→ **Text shown**:

An international scientific team led by researchers at the University of California San Diego School of Medicine and UC San Diego Moores Cancer Center discovered that decreases in a specific group of proteins trigger changes in the cancer microenvironment that accelerate growth and development of therapy-resistant cancer stem cells (CSCs).
Their study (“Reversion to an embryonic alternative splicing program enhances leukemia stem cell self-renewal”), described in PNAS, suggests the basis for a potential new therapeutic approach to eradicate blood cancers. In fact, researchers found that in cell and mouse models, a treatment that employed a targeted monoclonal antibody effectively impaired the ability of CSCs to regenerate and made them easier to eradicate with existing enzyme-targeted (tyrosine kinase inhibitor) therapies.
“This is the first description of cancer stem cell generation through decreased expression of a transcriptional repressor of an embryonic pattern of alternative splicing that enhances stem cell self-renewal and survival,” said senior author Catriona Jamieson, M.D., Ph.D., associate professor of medicine, chief of the Division of Regenerative Medicine and director of Stem Cell Research at Moores Cancer Center. “Rather than acquiring multiple DNA mutations, as was previously thought, cancer stem cells in chronic myeloid leukemia (CML) switch to embryonic RNA splicing, which enhances their capacity to self-renew or clone themselves. If we can detect and turn off embryonic splicing, we may be able to prevent cancer stem cells from propagating themselves. Also, if we target embryonic versions of proteins that are re-expressed by cancer, like CD44 variant 3, with specific antibodies together with tyrosine kinase inhibitors, we may be able to circumvent cancer relapse—a leading cause of cancer-related mortality.”

→ **Task statement**: Pick up the news piece on the leukemia stem cell study after its last sentence and keep it going. You won't need the items for any of this.

→ **Source information**:
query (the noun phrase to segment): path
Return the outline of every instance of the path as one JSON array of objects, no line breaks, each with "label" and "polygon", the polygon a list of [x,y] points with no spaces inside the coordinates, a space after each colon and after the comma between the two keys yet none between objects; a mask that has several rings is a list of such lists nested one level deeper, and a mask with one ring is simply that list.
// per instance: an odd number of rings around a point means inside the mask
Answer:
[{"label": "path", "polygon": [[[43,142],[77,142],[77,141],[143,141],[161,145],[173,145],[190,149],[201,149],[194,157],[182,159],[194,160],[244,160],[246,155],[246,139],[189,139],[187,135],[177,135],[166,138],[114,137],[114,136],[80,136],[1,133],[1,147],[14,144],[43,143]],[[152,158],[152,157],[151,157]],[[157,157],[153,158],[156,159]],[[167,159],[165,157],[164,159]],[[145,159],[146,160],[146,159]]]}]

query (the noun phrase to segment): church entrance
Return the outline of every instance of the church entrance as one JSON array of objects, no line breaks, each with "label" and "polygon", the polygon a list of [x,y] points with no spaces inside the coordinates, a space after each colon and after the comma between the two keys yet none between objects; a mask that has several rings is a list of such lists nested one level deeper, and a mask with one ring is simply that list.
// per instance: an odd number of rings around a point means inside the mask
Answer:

→ **Output for this task**:
Dr. Jamieson and colleagues showed that downregulation of Muscleblind-like 3 (MBNL3) RNA binding proteins resulted in re-expression of a human embryonic stem cell-specific alternative splicing gene regulatory network—a mechanism that controls embryonic stem cell pluripotency and fate. One effect was reprogramming of progenitor cells into CSCs in blast crisis CML. Blast crisis occurs when there is 20% or more leukemia stem cells in the blood or bone marrow. It is the most advanced stage of leukemia.
The researchers noted, however, that treatment with a humanized pan-CD44 monoclonal antibody and a targeted tyrosine kinase antagonist disrupted development of CSCs in their protected microenvironment, forcing them to enter the blood stream where dasatinib, a tyrosine kinase inhibitor, could effectively target them.